• _What needs to be done_: Pictures excluded, return the lines below from the first through the line holding "Task: place a pin on each instance of the small".

(Data items)

──────

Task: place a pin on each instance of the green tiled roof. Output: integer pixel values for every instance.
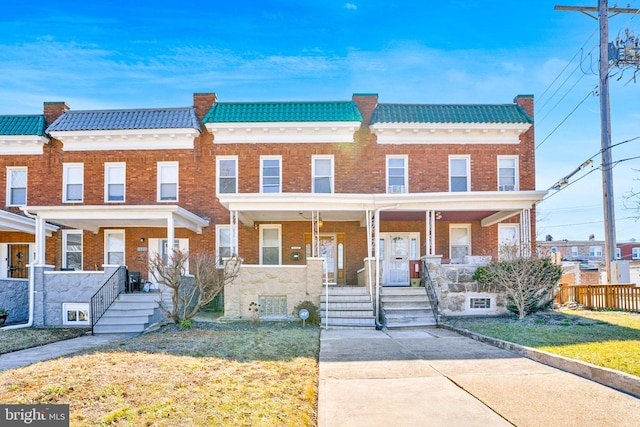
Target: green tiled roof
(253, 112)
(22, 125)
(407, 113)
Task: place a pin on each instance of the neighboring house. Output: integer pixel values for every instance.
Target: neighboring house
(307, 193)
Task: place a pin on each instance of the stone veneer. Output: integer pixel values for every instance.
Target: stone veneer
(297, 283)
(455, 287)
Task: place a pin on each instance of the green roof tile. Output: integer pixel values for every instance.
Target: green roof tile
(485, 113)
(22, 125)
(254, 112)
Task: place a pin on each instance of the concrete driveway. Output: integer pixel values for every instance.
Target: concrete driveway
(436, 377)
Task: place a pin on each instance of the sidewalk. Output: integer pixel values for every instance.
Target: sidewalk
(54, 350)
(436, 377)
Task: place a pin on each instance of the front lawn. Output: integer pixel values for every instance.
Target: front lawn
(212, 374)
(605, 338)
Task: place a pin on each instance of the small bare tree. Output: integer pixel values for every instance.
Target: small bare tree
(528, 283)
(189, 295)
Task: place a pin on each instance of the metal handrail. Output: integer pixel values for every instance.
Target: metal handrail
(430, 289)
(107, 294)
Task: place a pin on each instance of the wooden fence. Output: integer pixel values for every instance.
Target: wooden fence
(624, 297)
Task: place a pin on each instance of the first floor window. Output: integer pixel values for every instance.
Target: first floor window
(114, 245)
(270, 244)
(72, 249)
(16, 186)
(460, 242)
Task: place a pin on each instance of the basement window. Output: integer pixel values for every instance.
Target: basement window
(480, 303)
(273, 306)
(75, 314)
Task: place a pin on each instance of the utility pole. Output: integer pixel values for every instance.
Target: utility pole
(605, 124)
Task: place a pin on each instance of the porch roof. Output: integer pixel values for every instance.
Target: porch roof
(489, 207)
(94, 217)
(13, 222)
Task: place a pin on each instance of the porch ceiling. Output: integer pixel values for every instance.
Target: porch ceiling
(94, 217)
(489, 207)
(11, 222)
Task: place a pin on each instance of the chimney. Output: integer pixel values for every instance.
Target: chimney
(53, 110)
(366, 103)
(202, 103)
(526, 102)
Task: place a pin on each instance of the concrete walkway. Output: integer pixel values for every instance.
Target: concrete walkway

──────

• _Result for this exercise_:
Task: place a pin on each instance of the green tiled roof. Output: integer pixel values for every instance.
Target: green tiled roof
(253, 112)
(22, 125)
(407, 113)
Task: place a pin on each instance of the neighboring house. Output: integer pixel values for every instance.
Target: neighboring house
(307, 193)
Task: place a pin on each instance of the stone veneer. Output: integer pixel values for every instance.
Target: stone veneer
(297, 283)
(455, 287)
Task: place a pin on each instance of the green roof tile. Output: integer pixel values for every instance.
Target: green roof tile
(485, 113)
(22, 125)
(254, 112)
Task: place a pin on each instance of the concrete driveway. Output: integer pixel values for every instance.
Target: concrete driveway
(436, 377)
Task: place a pin on each instance of the sidewalk. Output: integer pixel values for every instance.
Target: sidewalk
(54, 350)
(436, 377)
Task: place a pin on each instance of the front lawn. Output: integer pixel values for every instance.
Target: front lawn
(212, 374)
(605, 338)
Task: place a pin on each instance of the small bare tree. Output: integer pixel values for every instance.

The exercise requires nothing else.